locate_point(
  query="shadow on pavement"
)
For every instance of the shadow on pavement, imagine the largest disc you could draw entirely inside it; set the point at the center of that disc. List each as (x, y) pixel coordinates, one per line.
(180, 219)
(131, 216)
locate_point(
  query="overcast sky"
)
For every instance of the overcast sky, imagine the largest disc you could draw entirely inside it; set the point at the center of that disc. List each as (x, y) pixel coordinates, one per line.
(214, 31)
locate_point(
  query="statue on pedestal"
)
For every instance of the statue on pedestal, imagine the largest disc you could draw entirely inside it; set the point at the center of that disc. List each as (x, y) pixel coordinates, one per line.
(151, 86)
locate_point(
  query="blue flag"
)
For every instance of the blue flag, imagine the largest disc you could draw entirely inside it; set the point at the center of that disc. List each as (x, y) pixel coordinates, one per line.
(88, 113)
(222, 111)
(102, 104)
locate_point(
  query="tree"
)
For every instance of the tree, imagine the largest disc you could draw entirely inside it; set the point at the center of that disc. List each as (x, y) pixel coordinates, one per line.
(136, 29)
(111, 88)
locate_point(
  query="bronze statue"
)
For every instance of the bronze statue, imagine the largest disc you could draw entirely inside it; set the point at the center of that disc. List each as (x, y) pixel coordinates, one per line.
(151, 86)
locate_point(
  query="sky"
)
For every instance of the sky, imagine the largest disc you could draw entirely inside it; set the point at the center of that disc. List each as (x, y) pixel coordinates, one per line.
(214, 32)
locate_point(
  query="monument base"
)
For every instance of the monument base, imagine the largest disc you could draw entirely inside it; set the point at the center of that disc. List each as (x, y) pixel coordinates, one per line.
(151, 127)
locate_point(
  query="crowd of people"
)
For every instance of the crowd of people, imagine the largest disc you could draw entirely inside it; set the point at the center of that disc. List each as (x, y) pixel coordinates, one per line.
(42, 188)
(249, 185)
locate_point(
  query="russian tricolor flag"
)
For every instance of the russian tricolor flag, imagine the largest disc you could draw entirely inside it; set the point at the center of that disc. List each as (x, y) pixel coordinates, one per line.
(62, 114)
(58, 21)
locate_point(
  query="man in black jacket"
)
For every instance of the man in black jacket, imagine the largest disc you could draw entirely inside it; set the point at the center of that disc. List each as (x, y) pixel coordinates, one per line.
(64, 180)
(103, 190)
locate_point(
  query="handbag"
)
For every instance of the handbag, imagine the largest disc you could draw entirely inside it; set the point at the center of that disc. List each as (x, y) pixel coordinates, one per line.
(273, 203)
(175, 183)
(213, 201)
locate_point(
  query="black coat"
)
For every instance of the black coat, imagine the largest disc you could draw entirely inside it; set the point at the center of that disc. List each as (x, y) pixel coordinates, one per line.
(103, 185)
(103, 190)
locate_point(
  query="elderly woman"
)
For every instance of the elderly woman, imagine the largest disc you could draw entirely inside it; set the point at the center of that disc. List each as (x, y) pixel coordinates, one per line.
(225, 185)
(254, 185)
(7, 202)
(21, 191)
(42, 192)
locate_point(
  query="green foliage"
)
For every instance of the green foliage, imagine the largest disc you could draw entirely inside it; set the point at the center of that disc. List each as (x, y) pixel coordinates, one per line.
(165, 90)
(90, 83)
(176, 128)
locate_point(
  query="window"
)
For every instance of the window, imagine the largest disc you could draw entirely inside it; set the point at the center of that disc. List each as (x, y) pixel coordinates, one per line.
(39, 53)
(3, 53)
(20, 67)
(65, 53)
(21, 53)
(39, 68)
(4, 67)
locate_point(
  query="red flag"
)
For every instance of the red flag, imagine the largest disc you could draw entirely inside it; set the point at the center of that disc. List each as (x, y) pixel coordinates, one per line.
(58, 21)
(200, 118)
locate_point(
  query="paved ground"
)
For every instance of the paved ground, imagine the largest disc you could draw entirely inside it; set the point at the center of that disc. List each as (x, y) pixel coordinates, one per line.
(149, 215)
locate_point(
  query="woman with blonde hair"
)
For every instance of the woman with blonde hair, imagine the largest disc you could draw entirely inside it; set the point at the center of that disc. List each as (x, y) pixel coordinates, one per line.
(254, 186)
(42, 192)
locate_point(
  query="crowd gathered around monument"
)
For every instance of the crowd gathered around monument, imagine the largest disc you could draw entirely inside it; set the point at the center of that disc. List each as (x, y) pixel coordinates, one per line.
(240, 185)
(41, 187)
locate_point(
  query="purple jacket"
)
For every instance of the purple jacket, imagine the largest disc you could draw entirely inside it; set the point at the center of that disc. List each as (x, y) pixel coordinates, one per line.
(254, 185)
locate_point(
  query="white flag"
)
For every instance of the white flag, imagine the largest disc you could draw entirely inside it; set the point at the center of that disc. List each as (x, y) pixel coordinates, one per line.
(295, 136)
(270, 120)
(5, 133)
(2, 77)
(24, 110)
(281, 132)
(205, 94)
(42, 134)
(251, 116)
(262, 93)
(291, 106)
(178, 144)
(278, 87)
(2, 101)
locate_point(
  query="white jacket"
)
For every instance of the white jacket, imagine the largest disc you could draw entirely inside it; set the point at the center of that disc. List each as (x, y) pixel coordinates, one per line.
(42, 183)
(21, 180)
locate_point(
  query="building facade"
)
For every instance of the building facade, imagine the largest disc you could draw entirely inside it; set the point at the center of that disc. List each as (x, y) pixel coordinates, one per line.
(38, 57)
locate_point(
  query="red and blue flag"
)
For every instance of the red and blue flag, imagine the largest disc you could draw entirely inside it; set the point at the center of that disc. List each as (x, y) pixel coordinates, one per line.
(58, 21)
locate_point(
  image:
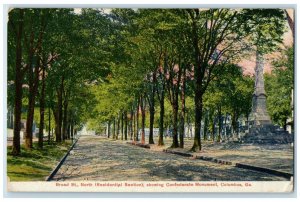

■ **Brief**
Find every line in the listing that contains the string "with" and copy each of those lines. Case counts.

■ **Written response**
  query="woman with blonde hair"
For every instance of the woman with blonde hair, imagine the largest disc you could draw entirely inside it; set the point at the center of that disc. List each as (x, y) pixel coordinates, one per line.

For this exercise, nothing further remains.